**ЗАДАНИЯ:**
#1 Ответьте по фрагменту текста на вопросы:
(a) В каком году режиссер впервые обратился к лермонтовской драме?
(b) Кто был композитором в постановочной группе?
(c) Как Вахтангов определял свое театральное направление?
#2 Перепишите из фрагмента текста без изменений отрывок от «На рубеже 40» до «январе 1953 года.».

**ФРАГМЕНТ ТЕКСТА:**
Не избежал их и спектакль «Маскарад». К лермонтовской драме режиссер впервые обратился в 1952 году, а спустя одиннадцать лет вновь вернулся к ней. Сопоставление двух редакций «Маскарада» поучительно — оно характеризует разные этапы творчества режиссера. Во внешнем плане сходство между спектаклями было — мало бытовых деталей, похожи некоторые мизансцены. Во второй постановке также использован черный бархат, тюлевый занавес, строго выдержан стиль одежды персонажей. Но печать скованности, приглушенности, камерности прочно лежала на первом спектакле. Режиссер тогда почти свел на нет участие костюмированной толпы в сценах маскарада и бала. Едва слышно, где-то за сценой звучала музыка. Неторопливо развертывалось действие. Почти исключался драматический накал страстей и романтическая экспрессия. Но самое главное — исчезал второй, общечеловеческий план произведения, его философский подтекст. Критика указывала, что спектакль имел бытовую достоверность, но не достигал широких обобщений: «маскарад и игорный дом так и не вырастают до символов»[45].

На рубеже 40 – 50‑ х годов постановки классики нередко носили реставраторский, приземленный характер, что и призвала преодолеть передовая «Правды» «Право и долг театра», опубликованная в январе 1953 года.

Сезоном раньше «Маскарада» Завадский ставил приторно-фальшивую пьесу А. Сурова «Рассвет над Москвой». Грустный факт — в этом спектакле режиссер, пожалуй, чересчур щедро тратил свое воображение и изобретательность, привлекая на помощь музыку, песни, киноприемы и т. д. Внешняя, броская романтичность постановки, оторванной: от правды жизни, выглядела нарядной гримировкой. И этот оттенок лишь подчеркивал бесплодность режиссерского энтузиазма.

Позднее, вспоминая свой первый «Маскарад», Завадский сам признавался: «Сегодняшнему зрителю спектакль показался бы архаичным»[46].

Вторую постановку пьесы трудно назвать возобновлением, хотя осталась та же постановочная группа (художник Б. Волков, композитор А. Хачатурян, сорежиссер И. Анисимова-Вульф) и исполнители центральных ролей: Н. Мордвинов — Арбенин, Р. Плятт — Казарин и другие.

{30} «Маскарад» 1963 года стал новым сценическим произведением, в нем зазвучали иные мысли, а самое главное — появилась и зазвенела лермонтовская романтическая взволнованность, лермонтовская скорбь, негодование. В новой трактовке Завадского произведение, названное Лермонтовым драмой, приблизилось к трагедии.

Ставя вторично «Маскарад», режиссер подчеркивал, что для него неприемлем сценический «прозаизм», что он стремился создать «фантастический спектакль»[47]. Эти замечания и стиль самой постановки заставляли вспомнить мысли Вахтангова, определявшего свое театральное направление как «фантастический реализм».

**ДАННЫЕ:**
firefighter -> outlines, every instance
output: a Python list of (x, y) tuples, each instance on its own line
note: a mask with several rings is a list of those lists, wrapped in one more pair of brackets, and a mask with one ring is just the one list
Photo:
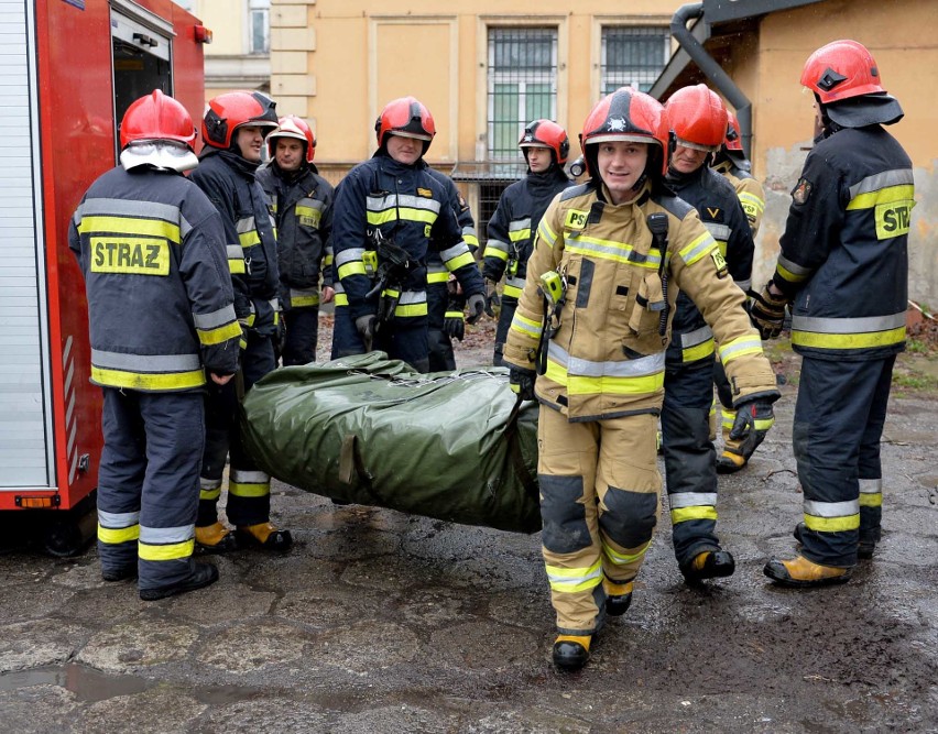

**ОТВЕТЫ К ЗАДАНИЯМ:**
#1
(a) В 1952 году.
(b) А. Хачатурян.
(c) Как «фантастический реализм».

#2
На рубеже 40 – 50‑ х годов постановки классики нередко носили реставраторский, приземленный характер, что и призвала преодолеть передовая «Правды» «Право и долг театра», опубликованная в январе 1953 года.